▶ _Given problem_: Could you write out the rows below again, swapping every "one pin" for "a single marker" and leaving everything else untouched?

▶ _Data provided_:
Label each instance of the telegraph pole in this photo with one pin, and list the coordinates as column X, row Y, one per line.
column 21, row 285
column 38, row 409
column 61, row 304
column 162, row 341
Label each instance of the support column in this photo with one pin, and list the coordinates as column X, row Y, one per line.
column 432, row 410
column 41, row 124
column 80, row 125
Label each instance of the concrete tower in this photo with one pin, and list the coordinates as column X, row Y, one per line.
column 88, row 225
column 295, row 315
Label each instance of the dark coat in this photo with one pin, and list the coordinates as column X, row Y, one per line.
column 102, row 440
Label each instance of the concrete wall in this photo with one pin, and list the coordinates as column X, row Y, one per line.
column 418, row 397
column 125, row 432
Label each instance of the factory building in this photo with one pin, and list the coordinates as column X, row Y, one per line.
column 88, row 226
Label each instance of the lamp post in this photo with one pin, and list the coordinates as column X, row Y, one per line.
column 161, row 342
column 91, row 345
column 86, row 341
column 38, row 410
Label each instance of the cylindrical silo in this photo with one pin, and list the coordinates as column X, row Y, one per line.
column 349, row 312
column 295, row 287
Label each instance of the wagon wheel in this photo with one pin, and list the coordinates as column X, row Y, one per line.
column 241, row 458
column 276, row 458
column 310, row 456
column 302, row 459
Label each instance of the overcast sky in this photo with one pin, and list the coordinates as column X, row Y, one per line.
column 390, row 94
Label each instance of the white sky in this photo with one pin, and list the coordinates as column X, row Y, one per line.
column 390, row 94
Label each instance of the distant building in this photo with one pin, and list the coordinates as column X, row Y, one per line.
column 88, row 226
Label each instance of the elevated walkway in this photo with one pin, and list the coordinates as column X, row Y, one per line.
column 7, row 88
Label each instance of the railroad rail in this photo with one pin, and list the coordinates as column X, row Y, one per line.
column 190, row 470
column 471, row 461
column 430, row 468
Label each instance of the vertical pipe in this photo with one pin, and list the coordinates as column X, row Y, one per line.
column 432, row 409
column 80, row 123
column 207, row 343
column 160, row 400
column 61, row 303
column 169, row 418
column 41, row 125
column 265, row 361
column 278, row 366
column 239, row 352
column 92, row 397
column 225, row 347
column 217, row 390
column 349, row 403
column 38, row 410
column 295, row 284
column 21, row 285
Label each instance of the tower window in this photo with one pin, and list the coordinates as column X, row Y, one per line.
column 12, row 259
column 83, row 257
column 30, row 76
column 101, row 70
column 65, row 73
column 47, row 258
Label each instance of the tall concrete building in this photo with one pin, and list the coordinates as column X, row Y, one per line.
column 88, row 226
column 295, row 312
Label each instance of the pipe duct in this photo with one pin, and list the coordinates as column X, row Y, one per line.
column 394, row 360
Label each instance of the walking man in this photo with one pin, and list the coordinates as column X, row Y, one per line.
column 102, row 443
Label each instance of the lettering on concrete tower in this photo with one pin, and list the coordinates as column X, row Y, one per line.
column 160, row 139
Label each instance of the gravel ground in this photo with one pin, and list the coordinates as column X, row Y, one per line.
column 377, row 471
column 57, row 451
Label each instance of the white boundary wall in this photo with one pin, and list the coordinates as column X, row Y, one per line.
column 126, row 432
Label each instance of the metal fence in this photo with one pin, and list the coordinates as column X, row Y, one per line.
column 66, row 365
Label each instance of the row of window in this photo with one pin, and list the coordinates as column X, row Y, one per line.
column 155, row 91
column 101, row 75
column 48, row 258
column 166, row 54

▶ _Exercise solution_:
Label each instance of the telegraph pole in this photo with a single marker, and list the coordinates as column X, row Y, one per line.
column 21, row 285
column 38, row 409
column 61, row 304
column 162, row 341
Label each instance of the support column in this photo with a single marker, and list the coordinates as column X, row Y, one per line.
column 432, row 410
column 41, row 124
column 80, row 125
Label each instance of the concrete tower in this photo with a single marker, and list the coordinates as column X, row Y, one per line.
column 88, row 225
column 295, row 315
Label each instance of the dark coat in this photo with a single marker, and list the coordinates as column X, row Y, one per line.
column 102, row 440
Label each instance of the concrete wall in this photo with a single marker, and list the coordinates as column X, row Y, one per line.
column 418, row 397
column 125, row 432
Label each instance of the factory building in this photo with a single marker, and list the coordinates as column X, row Y, one per line.
column 88, row 226
Label each instance of the lamp post in this photo with a single marker, and list the coordinates as column X, row Y, one per line.
column 161, row 342
column 91, row 345
column 86, row 341
column 38, row 410
Label each instance of the cylindrical silo in this photo with a single marker, and list the coordinates as column X, row Y, one per line.
column 349, row 312
column 295, row 287
Label each instance of the wagon wheel in this photo with a single marker, and list the coordinates as column X, row Y, one per line.
column 241, row 458
column 276, row 458
column 310, row 456
column 302, row 459
Label each instance of the overcast sky in this photo with a single marker, and list the coordinates as column X, row Y, one per line.
column 390, row 94
Label each instance of the white sky in this photo with a single marker, and list the coordinates as column X, row Y, one per line.
column 390, row 94
Label each instance of the distant building in this photo with a single marker, and list the coordinates as column X, row Y, one per line.
column 88, row 226
Label each instance of the elevated walkway in this photo with a single marker, and list the coordinates as column X, row Y, one per line.
column 7, row 88
Label each instance of the railroad rail in this photo with a single marker, and list the coordinates as column X, row Y, one per line.
column 190, row 470
column 471, row 461
column 430, row 468
Label each instance of the vertical pipe in this photo with a single marker, and list the coordinates as column X, row Y, one per line.
column 432, row 409
column 80, row 123
column 207, row 343
column 160, row 400
column 61, row 303
column 169, row 418
column 41, row 125
column 265, row 361
column 278, row 366
column 239, row 352
column 92, row 397
column 225, row 347
column 217, row 390
column 349, row 403
column 38, row 410
column 295, row 284
column 21, row 285
Label each instance of the tower window in this photo with a single marker, and list the coordinates as column X, row Y, one per line.
column 12, row 259
column 83, row 257
column 30, row 76
column 101, row 70
column 65, row 73
column 47, row 258
Label each instance of the tall concrete building in this photo with a single marker, and list the coordinates as column X, row Y, one per line.
column 88, row 226
column 295, row 312
Label each instance of the pipe duct in this photo with a single marker, and list the coordinates as column X, row Y, one per line.
column 394, row 360
Label each instance of the walking man in this photo with a single marker, and list the coordinates as column X, row Y, one per line.
column 102, row 443
Label each instance of the lettering on concrete tower in this photo with a single marker, and list the coordinates as column X, row Y, one per line.
column 160, row 139
Label each instance of the gravel ground in this photo with a single marker, and list the coordinates as column X, row Y, one per line.
column 377, row 471
column 57, row 451
Label each instance of the white boundary wall in this photo with a single marker, and list the coordinates as column X, row Y, one per line.
column 126, row 432
Label each instance of the metal fence in this photo with a single marker, and list the coordinates as column X, row Y, one per line.
column 66, row 365
Label each instance of the row of window in this photo with a single marker, and list the coordinates as column X, row Y, one per line.
column 155, row 91
column 101, row 75
column 48, row 258
column 166, row 54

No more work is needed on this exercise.